* **EXTRAIT CITÉ**:
==*==

Au programme, deux pièces courtes de Molière : Le Médecin Volant suivi de L’école des maris.
Avant-propos
Le Médecin Volant
L’école des maris
Molière reste l’un des auteurs classiques les plus populaires, et des plus riches que nous ayons… Il fascine toujours les metteurs en scène, intrigue les interprètes et amuse le public.
Mais si Molière fascine toujours autant, ce n’est pas seulement par le rire, mais surtout par l’acuité et la vérité des sentiments qui habitent ses personnages : la violence de ses héros, leurs faiblesses, leurs blessures bien plus profondes qu’ils nous les laissent croire...
Car Molière était un homme torturé, aux multiples visages : il est tantôt triomphant dans le Sganarelle du Médecin Volant ou du Médecin malgré lui, un Sganarelle alors philosophe, cynique se jouant de tout et de tous… libre, énergique et lumineux… Et tantôt on le découvre perdant, angoissé par ses congénères, ivre de jalousie, rongé par la futilité de ceux qui l’entourent. C’est Alceste, Dandin, les Marquis des Précieuses Ridicules, c’est aussi Dom Juan le plus cynique de tous. C’est Sganarelle de L’école des Maris… Obtus, rageur et sombre.
Il nous a semblé intéressant de traiter en un seul spectacle les deux visage de Molière… En commençant par un Médecin Volant enlevé, virevoltant, empruntant les masques de la commedia, les nez de clowns.
De la magie du ballet et de la prose, nous passerons à la furieuse ronde de Sganarelle, à la cruauté des alexandrins d’Isabelle, à la nuit intrigante et mystérieuse où le destin de Sganarelle basculera vers les sombres affres de la déception amoureuse.
Vous prenez un père (Gorgibus), bon comme le pain, ayant pour dessein de marier sa fille à Vilebrequin, invisible ami vieillard ; son valet (Gros René), qui a du flair et de l'appétit, sa fille (Lucille) qui simule la maladie pour retrouver le corps de son amant dans la cabane au fond du jardin, une cousine électrique, sexy et complice (Sabine), le bel amant (Valère) très amoureux et très organique, un avocat, et enfin le valet de Valère (Sganarelle), fruit d'une gestation très éclectique entre humain, chat, singe, cochon et peut-être même le diable, qui sait ?

==*==

* **DONNÉES FOURNIES**:
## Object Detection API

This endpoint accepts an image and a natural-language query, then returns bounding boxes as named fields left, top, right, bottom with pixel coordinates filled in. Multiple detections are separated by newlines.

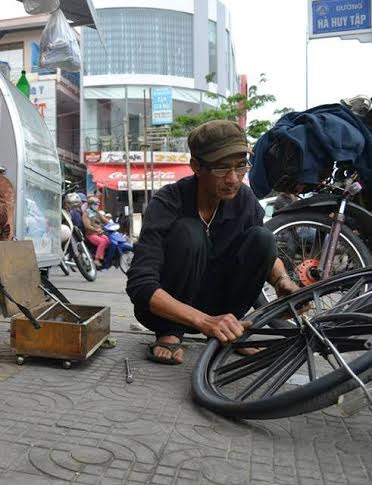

==*==

* **CONSIGNE**:
Recopiez, s'il vous plaît, le passage du texte sur Molière depuis "Vous prenez un" jusqu'à "diable, qui sait ?" inclus. Le matériel ci-dessus ne sert pas ici.

* **RÉPONSE**:
Vous prenez un père (Gorgibus), bon comme le pain, ayant pour dessein de marier sa fille à Vilebrequin, invisible ami vieillard ; son valet (Gros René), qui a du flair et de l'appétit, sa fille (Lucille) qui simule la maladie pour retrouver le corps de son amant dans la cabane au fond du jardin, une cousine électrique, sexy et complice (Sabine), le bel amant (Valère) très amoureux et très organique, un avocat, et enfin le valet de Valère (Sganarelle), fruit d'une gestation très éclectique entre humain, chat, singe, cochon et peut-être même le diable, qui sait ?